§ **Quoted passage**

══════════

When Something Goes Wrong 
at Your Company

I recently hosted a program for the Directors Roundtable in Boston addressing high profile investigations by the SEC and other regulatory bodies. Rachel Hershfang, Sr. Trial Counsel for the SEC, was a keynote speaker.

Steve Wynn and Wynn Resorts invested $2.6B in a destination casino near downtown Boston. The Massachusetts Gaming Commission approved the project in 2014. In 2018, Steve Wynn was accused of sexual misconduct during the #MeToo movement. While construction was underway, the Gaming Commission re-opened its approval of the Wynn Resort's license to operate, questioning whether the company and its senior leadership had misrepresented its suitability to operate the casino.

With construction nearing completion in 2019, Wynn Resorts faced the possibility of owning a casino property but not having a license to operate it.

A requirement for holding a casino license is a finding that the license holder has “integrity” and will operate the casino with integrity. In response to the sexual misconduct charges and their impact on the company, Steve Wynn resigned from his positions with the company and sold his shares. The question before the Gaming Commission was whether Wynn Resorts and its CEO, Matthew Maddox, had misrepresented Wynn Resort’s integrity and had sufficiently addressed cultural issues in the company considering Steve Wynn’s reported behavior.

The MA Gaming Commission voted in May 2019 to allow Wynn Resorts to keep the casino license. But they fined the corporation $35M and fined Matthew Maddox $500K personally. The Commission also required Maddox to engage a coach for leadership development, communication, sensitivity to human-resources issues and team building. These penalties were imposed despite the company’s termination of all staff connected to the misconduct and no evidence Maddox knew about it.

══════════

§ **Stored data**
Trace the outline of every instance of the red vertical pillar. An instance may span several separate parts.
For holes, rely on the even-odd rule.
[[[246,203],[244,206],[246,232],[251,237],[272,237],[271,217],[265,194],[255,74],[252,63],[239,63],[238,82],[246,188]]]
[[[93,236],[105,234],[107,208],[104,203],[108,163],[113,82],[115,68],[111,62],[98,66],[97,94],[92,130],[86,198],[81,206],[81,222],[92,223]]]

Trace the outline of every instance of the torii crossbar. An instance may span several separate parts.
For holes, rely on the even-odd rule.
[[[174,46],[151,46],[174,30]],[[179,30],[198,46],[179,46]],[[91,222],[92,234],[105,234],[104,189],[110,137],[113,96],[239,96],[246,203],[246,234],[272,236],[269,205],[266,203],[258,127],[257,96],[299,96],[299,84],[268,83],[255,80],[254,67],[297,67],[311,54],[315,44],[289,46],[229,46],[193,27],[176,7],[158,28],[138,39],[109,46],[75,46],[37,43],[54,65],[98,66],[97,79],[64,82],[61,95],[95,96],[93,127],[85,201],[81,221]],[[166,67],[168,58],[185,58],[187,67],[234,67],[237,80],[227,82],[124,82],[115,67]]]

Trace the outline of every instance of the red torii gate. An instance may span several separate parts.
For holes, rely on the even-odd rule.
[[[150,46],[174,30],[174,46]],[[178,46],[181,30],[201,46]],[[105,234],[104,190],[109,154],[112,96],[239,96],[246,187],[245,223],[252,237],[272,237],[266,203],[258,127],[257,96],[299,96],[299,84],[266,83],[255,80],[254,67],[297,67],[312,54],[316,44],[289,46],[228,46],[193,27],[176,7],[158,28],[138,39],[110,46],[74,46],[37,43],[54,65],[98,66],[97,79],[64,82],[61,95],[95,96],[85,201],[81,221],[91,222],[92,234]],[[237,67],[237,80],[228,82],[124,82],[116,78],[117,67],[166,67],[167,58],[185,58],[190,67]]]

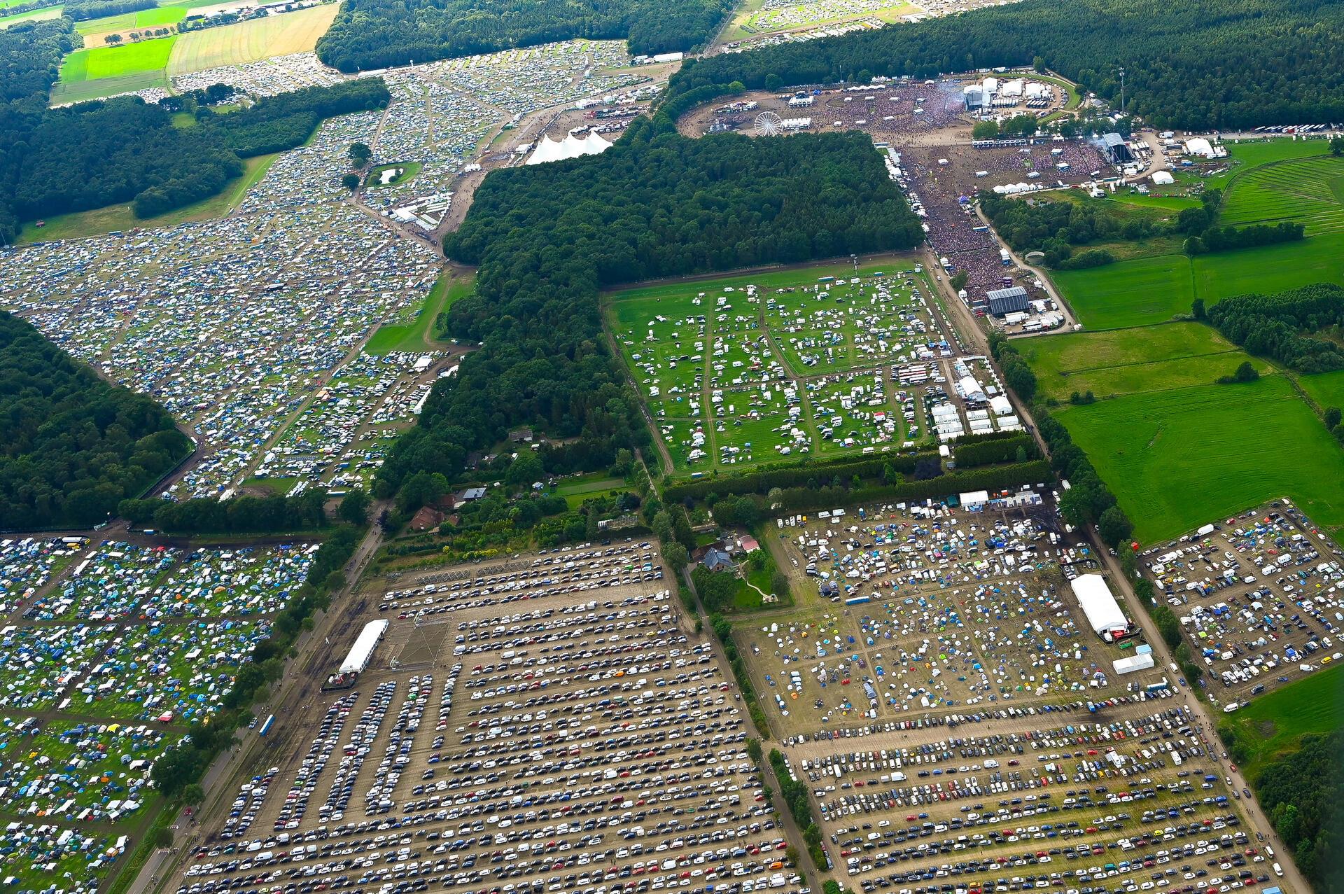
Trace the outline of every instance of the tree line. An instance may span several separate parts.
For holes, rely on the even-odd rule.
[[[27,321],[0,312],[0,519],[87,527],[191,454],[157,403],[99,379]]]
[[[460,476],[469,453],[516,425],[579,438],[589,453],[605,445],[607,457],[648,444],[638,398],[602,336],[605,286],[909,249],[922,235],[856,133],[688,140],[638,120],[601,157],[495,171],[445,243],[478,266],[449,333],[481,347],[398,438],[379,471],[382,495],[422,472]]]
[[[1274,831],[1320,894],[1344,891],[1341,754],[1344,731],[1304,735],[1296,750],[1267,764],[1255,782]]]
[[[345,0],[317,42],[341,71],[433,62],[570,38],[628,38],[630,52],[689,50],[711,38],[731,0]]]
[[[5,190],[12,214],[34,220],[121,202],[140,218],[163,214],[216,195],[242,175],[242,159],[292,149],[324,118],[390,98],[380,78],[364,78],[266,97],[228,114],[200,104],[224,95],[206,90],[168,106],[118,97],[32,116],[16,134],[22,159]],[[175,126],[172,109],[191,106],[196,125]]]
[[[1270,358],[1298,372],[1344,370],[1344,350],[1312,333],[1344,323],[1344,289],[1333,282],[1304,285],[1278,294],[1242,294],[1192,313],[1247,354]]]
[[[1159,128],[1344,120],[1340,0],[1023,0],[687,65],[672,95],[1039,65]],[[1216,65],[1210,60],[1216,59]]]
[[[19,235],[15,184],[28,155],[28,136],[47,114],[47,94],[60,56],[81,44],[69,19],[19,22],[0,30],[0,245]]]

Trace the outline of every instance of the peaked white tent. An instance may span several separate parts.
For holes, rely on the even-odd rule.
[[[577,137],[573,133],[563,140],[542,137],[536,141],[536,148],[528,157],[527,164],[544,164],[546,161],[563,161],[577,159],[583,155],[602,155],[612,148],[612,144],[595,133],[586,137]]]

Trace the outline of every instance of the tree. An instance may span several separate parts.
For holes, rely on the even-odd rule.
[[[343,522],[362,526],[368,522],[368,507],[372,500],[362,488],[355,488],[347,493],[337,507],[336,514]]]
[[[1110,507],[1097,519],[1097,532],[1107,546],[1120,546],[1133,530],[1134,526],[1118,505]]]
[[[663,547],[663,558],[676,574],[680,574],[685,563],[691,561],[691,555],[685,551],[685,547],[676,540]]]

══════════

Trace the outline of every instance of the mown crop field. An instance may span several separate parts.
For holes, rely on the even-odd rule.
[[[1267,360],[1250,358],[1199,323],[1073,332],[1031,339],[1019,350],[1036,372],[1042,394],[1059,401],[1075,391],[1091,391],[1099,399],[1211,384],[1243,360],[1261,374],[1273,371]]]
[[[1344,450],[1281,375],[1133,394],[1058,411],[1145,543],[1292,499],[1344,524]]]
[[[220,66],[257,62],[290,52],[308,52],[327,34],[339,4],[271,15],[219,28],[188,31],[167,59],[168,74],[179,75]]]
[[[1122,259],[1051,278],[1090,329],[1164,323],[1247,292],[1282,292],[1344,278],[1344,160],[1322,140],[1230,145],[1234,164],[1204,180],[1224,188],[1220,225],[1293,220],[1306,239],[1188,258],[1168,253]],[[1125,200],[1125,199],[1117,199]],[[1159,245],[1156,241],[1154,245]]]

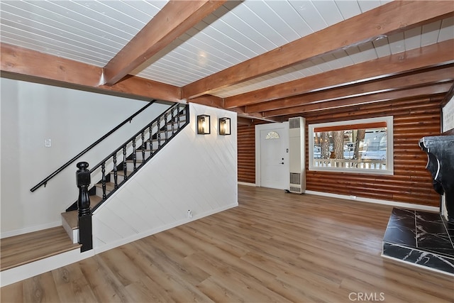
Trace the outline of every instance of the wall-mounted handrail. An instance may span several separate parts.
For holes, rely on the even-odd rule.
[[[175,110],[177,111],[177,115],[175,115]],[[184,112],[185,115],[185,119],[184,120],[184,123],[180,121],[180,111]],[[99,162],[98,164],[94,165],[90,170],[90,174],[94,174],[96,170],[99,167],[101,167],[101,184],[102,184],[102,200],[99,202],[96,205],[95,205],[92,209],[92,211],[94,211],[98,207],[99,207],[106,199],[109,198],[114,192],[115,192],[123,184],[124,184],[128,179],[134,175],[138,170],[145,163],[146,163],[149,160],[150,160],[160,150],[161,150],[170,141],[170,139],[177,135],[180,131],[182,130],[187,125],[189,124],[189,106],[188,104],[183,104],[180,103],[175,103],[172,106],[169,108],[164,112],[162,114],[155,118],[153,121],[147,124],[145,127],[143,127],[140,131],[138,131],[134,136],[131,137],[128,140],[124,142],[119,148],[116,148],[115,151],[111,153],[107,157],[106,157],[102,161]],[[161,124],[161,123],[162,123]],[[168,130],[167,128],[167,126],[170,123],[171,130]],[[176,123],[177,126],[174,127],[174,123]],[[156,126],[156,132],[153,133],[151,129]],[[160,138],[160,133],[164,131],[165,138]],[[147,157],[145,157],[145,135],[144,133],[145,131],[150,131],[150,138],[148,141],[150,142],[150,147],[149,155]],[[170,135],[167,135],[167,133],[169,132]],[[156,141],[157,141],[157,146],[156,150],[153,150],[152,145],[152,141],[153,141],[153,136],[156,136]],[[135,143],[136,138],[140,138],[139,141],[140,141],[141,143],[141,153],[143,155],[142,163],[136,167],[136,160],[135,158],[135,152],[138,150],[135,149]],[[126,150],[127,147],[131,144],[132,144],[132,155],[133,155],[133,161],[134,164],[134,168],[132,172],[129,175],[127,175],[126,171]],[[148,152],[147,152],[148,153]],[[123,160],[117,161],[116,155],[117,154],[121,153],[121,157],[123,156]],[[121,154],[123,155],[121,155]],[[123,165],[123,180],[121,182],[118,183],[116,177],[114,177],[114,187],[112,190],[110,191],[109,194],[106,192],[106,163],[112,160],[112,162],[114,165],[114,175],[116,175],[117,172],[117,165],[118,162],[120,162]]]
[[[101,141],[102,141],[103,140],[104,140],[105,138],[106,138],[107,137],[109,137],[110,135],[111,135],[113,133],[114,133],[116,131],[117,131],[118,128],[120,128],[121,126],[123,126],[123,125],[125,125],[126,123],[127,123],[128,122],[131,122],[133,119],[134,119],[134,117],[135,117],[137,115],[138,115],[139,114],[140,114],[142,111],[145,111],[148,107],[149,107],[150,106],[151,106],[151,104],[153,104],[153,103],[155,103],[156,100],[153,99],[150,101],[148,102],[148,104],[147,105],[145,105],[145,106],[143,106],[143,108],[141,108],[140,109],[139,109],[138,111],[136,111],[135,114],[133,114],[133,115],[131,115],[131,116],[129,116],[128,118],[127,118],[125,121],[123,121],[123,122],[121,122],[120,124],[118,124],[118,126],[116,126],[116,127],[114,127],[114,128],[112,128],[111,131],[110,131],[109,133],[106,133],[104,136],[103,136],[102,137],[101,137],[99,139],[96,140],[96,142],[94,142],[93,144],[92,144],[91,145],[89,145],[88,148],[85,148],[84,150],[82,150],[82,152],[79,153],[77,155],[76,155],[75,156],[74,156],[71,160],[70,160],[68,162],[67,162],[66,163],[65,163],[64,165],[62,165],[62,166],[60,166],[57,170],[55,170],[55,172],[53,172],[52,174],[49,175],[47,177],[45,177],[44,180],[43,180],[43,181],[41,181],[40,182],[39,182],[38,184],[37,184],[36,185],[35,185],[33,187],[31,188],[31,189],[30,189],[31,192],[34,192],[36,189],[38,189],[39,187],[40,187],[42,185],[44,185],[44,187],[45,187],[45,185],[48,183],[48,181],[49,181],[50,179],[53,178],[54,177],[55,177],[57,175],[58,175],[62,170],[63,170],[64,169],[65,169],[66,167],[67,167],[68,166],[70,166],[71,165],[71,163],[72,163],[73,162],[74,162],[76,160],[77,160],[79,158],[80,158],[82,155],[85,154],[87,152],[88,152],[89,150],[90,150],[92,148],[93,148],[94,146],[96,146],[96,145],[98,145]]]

══════════

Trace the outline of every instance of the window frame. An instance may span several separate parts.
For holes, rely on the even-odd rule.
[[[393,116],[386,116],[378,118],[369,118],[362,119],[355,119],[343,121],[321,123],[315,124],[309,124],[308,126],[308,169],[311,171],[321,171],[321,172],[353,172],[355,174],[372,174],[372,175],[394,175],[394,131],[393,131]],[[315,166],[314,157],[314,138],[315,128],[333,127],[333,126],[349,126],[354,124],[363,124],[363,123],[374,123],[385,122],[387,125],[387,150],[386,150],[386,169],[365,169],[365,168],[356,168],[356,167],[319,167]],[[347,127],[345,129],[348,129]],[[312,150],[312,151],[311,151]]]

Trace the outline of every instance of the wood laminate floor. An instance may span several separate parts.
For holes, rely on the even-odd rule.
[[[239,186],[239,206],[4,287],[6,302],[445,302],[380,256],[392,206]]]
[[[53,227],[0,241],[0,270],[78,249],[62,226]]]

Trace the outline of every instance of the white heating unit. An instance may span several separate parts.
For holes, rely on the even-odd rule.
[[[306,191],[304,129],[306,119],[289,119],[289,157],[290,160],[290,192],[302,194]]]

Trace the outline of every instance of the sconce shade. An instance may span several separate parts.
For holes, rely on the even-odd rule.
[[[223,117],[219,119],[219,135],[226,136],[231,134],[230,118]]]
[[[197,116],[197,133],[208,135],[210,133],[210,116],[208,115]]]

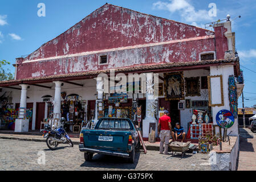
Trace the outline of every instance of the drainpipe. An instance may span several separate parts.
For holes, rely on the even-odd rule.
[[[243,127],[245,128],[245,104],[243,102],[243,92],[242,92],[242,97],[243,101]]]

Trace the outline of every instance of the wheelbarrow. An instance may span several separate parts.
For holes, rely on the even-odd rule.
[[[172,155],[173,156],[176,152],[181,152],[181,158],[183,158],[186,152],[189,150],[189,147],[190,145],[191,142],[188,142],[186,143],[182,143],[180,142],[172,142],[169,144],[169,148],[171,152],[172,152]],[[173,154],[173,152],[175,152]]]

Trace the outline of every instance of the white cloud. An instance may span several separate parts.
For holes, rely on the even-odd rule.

══════════

§ **The problem**
Carry on the article about the Wynn Resorts casino license from the point at which it stops. The records play no part in what follows.

§ **Exercise answer**
In their written decision, the Commission expressed “its concern that he (Maddox) routinely failed to exercise the proper diligence, express the requisite level of concern, and understands the magnitude of the risk and legal implications associated with much of the information of which he was, or should have been, aware."

This was an evaluation by a public commission and not a judicial finding. The Commission drew its conclusions and set behavior expectations on the CEO in a public and highly political context.

The Directors Roundtable speakers were not directly involved in the Wynn case. My takeaway from their comments about the case is that Wynn Resort’s corporate leadership did not respond to the charges against Steve Wynn and the power of the #MeToo Movement in the public arena with the seriousness required. If they had, the penalties might have been less severe and less personally directed at the CEO.

Purdue Pharma, makers of OxyContin, is being sued by state Attorneys General as a response to the opioid crises. The state of Oklahoma is suing Johnson & Johnson for a “deceitful, multibillion-dollar brainwashing campaign” to sell opioids even though J&J’s labeling is approved by the FDA. Bayer AG has lost cases claiming its herbicide Roundup causes cancer even though the US EPA says it is safe to use. What are the lessons learned from these cases for company leaders whose challenge every day is revenues and EBDTA?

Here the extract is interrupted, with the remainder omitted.